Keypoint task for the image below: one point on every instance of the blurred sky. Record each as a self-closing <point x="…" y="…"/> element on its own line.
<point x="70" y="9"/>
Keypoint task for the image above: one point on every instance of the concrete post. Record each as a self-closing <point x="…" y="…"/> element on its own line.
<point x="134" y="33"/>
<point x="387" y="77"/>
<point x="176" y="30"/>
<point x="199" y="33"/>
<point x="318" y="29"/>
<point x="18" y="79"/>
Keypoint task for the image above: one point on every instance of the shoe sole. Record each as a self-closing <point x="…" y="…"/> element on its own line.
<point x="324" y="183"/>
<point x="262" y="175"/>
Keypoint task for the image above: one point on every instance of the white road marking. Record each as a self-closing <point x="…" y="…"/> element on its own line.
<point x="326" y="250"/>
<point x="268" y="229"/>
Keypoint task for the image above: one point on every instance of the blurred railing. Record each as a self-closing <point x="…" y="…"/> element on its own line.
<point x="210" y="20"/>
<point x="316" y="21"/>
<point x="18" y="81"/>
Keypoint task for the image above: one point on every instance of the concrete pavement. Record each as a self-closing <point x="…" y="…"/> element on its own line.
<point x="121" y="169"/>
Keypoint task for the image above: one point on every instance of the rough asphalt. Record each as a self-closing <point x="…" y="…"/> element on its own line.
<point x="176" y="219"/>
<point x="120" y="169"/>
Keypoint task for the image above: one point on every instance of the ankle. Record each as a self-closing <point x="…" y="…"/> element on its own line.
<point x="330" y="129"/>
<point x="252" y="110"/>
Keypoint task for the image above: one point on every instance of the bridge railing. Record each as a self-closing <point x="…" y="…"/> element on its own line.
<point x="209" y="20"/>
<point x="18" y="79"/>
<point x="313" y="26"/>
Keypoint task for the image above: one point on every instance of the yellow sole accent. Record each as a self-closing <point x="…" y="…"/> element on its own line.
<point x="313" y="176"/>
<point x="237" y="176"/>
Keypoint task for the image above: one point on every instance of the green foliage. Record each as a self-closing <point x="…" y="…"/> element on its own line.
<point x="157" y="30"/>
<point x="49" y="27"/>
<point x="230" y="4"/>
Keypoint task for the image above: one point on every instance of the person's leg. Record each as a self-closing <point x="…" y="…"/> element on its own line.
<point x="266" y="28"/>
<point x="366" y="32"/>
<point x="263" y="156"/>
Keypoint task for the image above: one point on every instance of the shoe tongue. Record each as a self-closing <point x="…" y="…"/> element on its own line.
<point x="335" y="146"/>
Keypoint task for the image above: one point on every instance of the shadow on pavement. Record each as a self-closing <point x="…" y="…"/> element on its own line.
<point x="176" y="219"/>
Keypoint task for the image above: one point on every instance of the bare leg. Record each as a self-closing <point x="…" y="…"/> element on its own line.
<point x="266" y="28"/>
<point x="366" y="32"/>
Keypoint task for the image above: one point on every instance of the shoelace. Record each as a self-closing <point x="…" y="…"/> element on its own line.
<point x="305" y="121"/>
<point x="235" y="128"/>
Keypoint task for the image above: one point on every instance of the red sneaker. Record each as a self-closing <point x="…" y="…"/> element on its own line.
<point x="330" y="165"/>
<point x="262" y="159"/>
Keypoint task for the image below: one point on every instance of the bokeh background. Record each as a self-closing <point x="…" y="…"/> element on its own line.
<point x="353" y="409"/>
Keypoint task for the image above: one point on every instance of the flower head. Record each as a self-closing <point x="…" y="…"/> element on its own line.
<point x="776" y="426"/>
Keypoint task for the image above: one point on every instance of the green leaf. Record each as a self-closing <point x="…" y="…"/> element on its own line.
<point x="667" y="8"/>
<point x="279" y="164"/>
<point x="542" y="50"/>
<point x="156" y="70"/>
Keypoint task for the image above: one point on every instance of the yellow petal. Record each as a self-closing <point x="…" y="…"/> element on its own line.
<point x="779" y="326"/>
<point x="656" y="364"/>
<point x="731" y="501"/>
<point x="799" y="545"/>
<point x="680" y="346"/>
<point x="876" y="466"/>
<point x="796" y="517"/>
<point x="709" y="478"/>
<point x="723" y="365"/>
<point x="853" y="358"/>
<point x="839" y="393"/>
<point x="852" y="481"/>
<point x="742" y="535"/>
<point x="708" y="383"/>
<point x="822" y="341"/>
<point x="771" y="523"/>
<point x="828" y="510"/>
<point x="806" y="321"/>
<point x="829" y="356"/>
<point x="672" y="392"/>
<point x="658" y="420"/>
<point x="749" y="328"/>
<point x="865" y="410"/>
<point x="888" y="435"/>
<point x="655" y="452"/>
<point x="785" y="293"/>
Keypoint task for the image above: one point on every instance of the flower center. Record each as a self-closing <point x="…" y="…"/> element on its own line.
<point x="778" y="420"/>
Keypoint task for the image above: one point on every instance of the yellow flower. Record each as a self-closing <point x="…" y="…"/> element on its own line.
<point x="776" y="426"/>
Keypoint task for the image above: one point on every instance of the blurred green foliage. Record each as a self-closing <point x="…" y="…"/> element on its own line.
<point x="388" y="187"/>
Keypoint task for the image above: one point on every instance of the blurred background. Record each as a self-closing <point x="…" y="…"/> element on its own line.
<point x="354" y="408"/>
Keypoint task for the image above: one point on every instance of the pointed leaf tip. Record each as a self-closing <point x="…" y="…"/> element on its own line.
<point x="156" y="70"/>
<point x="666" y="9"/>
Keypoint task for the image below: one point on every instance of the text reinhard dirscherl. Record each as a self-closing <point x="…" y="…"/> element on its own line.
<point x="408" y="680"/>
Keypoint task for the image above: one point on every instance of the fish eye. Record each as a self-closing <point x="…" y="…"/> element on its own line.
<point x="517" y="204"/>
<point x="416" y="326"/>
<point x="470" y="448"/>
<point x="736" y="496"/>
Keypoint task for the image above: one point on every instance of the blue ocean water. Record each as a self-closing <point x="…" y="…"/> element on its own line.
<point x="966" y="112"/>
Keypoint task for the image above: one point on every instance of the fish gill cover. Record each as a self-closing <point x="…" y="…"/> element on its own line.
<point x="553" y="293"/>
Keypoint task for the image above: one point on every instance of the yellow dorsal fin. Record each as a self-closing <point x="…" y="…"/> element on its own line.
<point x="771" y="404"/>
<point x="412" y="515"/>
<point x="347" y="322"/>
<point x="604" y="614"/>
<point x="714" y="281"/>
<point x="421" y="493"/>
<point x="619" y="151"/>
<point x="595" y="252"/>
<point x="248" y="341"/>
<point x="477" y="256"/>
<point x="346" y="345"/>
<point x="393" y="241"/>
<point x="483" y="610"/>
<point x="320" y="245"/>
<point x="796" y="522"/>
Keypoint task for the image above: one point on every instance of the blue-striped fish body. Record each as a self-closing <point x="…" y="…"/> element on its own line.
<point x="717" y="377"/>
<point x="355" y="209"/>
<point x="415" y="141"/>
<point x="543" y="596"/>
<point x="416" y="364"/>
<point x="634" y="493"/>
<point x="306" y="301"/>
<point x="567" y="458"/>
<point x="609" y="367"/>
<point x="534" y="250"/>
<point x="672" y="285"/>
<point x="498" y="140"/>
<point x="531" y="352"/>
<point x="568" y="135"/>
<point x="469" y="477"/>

#### WHAT YOU SHOULD DO:
Output the material again, line for line.

#### FINISHED EXERCISE:
Keypoint task for the image below: one point on every instance of the blurred sky. Record each as a self-closing <point x="…" y="…"/> element on its own line.
<point x="70" y="9"/>
Keypoint task for the image above: one point on every instance of the concrete post. Record each as a self-closing <point x="…" y="…"/> element on its own line.
<point x="134" y="33"/>
<point x="387" y="77"/>
<point x="176" y="30"/>
<point x="199" y="33"/>
<point x="318" y="29"/>
<point x="18" y="79"/>
Keypoint task for the image above: one point on every instance of the shoe sole. Record each as a self-closing <point x="…" y="…"/> element on its own line.
<point x="324" y="183"/>
<point x="262" y="175"/>
Keypoint task for the image above: one point on every instance of the white road marking. Record each as a self-closing <point x="…" y="…"/> element on its own line.
<point x="326" y="250"/>
<point x="268" y="229"/>
Keypoint task for the image above: one point on every instance of the blurred railing. Record each as a self-closing <point x="…" y="…"/> element on its own line.
<point x="210" y="20"/>
<point x="316" y="21"/>
<point x="18" y="81"/>
Keypoint task for the image above: one point on every instance of the concrete pavement. Record each as a self-closing <point x="…" y="…"/> element on its own line.
<point x="121" y="169"/>
Keypoint task for the image above: one point on every instance of the rough asphalt. Record each as a self-closing <point x="…" y="…"/> element on its own line.
<point x="176" y="219"/>
<point x="120" y="169"/>
Keypoint task for the image above: one point on every instance of the ankle. Record each as a self-closing <point x="…" y="…"/> element on its own line.
<point x="330" y="129"/>
<point x="252" y="110"/>
Keypoint task for the image above: one point on every instance of the bridge railing. Record each as a self-closing <point x="…" y="…"/> element on its own line.
<point x="209" y="20"/>
<point x="18" y="79"/>
<point x="313" y="26"/>
Keypoint task for the image above: one point on every instance of the yellow sole accent. Record each as a self-closing <point x="…" y="…"/> element on its own line.
<point x="313" y="176"/>
<point x="237" y="176"/>
Keypoint task for the image above: one point on every instance of the green foliage. Record each as a self-closing <point x="…" y="…"/> element on its own line.
<point x="157" y="30"/>
<point x="49" y="27"/>
<point x="230" y="4"/>
Keypoint task for the image above: one point on every instance of the person's leg. Record each as a self-closing <point x="…" y="…"/> element on its own line.
<point x="266" y="28"/>
<point x="366" y="32"/>
<point x="263" y="156"/>
Keypoint task for the image above: one point on every instance of the shoe tongue. Record each as a self-closing <point x="…" y="…"/> element on its own line.
<point x="335" y="146"/>
Keypoint task for the image above: one point on every instance of the shadow on pavement. Record each as a self-closing <point x="…" y="…"/> element on its own line.
<point x="176" y="219"/>
Keypoint task for the image above: one point on every instance of the bare leg. Record each as a self-closing <point x="…" y="…"/> element on its own line.
<point x="266" y="28"/>
<point x="366" y="32"/>
Keypoint task for the image above: one point on every instance of the shoelace. Record each as a self-closing <point x="…" y="…"/> element on its own line.
<point x="305" y="121"/>
<point x="235" y="128"/>
Keypoint task for the image above: one point on every instance of the red sneaker. Record each as a self-closing <point x="…" y="…"/> element on its own line.
<point x="330" y="165"/>
<point x="262" y="159"/>
Keypoint task for the image below: one point on every instance of the bokeh background. Record each as a self-closing <point x="…" y="…"/> element on its own line.
<point x="353" y="409"/>
Keypoint task for the image above: one point on every instance of the flower head. Record each as a self-closing <point x="…" y="…"/> element on its own line.
<point x="776" y="426"/>
Keypoint task for the image above: one point on every instance of the green leaf. Record each as a self-closing <point x="…" y="…"/> element on its own line.
<point x="667" y="8"/>
<point x="279" y="164"/>
<point x="542" y="50"/>
<point x="156" y="70"/>
Keypoint task for the image above: one point on every instance of the yellow petal. Record each as a self-closing <point x="…" y="…"/> element on its own line.
<point x="779" y="326"/>
<point x="656" y="364"/>
<point x="731" y="501"/>
<point x="799" y="545"/>
<point x="680" y="346"/>
<point x="876" y="466"/>
<point x="796" y="517"/>
<point x="709" y="478"/>
<point x="723" y="365"/>
<point x="853" y="358"/>
<point x="839" y="393"/>
<point x="852" y="481"/>
<point x="742" y="535"/>
<point x="708" y="383"/>
<point x="822" y="341"/>
<point x="771" y="523"/>
<point x="828" y="510"/>
<point x="806" y="321"/>
<point x="829" y="356"/>
<point x="672" y="392"/>
<point x="658" y="420"/>
<point x="749" y="328"/>
<point x="865" y="410"/>
<point x="888" y="435"/>
<point x="655" y="452"/>
<point x="785" y="293"/>
Keypoint task for the image above: one point on every instance of the flower center. Record each as a self-closing <point x="…" y="…"/> element on its own line.
<point x="778" y="420"/>
Keypoint task for the image above: one point on every instance of the yellow flower. Record each as a self-closing <point x="…" y="…"/> element on its own line.
<point x="776" y="426"/>
Keypoint task for the image above: one point on every instance of the blurred green foliage. Record each as a self-closing <point x="…" y="…"/> element on its own line.
<point x="388" y="187"/>
Keypoint task for the image above: one point on every instance of the blurred background. Record each as a self-closing <point x="…" y="…"/> element on its own line.
<point x="354" y="408"/>
Keypoint task for the image above: one point on every instance of the pointed leaf tip. Record each as a self-closing <point x="…" y="…"/> element on its own line.
<point x="156" y="70"/>
<point x="666" y="9"/>
Keypoint task for the image below: one point on every instance of the text reinhard dirscherl. Record each as a self-closing <point x="…" y="…"/> element on its own line.
<point x="408" y="680"/>
Keypoint task for the image above: one point on every instance of the fish eye. Record each as a self-closing <point x="…" y="…"/> element on its own line.
<point x="517" y="204"/>
<point x="416" y="326"/>
<point x="470" y="448"/>
<point x="736" y="496"/>
Keypoint task for the image above: one point on every instance of the blue ocean water. Record each as a self-closing <point x="…" y="…"/> element on its own line.
<point x="966" y="112"/>
Keypoint task for the image above: one point on every instance of the fish gill cover. Record each as a self-closing <point x="…" y="…"/> element on its own line.
<point x="553" y="293"/>
Keypoint task for the image above: one point on every instance of the yellow dorsal fin. Record each as a self-closing <point x="…" y="…"/> element on its own line.
<point x="771" y="404"/>
<point x="412" y="515"/>
<point x="347" y="322"/>
<point x="604" y="614"/>
<point x="714" y="281"/>
<point x="421" y="493"/>
<point x="619" y="151"/>
<point x="595" y="252"/>
<point x="248" y="341"/>
<point x="477" y="256"/>
<point x="346" y="345"/>
<point x="393" y="241"/>
<point x="483" y="610"/>
<point x="320" y="245"/>
<point x="796" y="522"/>
Keypoint task for the image above: one point on every instance of the blue-striped fish body. Record each as a self-closing <point x="…" y="…"/> element on its own line.
<point x="717" y="377"/>
<point x="355" y="209"/>
<point x="415" y="141"/>
<point x="543" y="596"/>
<point x="416" y="364"/>
<point x="634" y="493"/>
<point x="306" y="301"/>
<point x="567" y="458"/>
<point x="609" y="367"/>
<point x="534" y="250"/>
<point x="672" y="285"/>
<point x="498" y="140"/>
<point x="531" y="352"/>
<point x="568" y="135"/>
<point x="469" y="477"/>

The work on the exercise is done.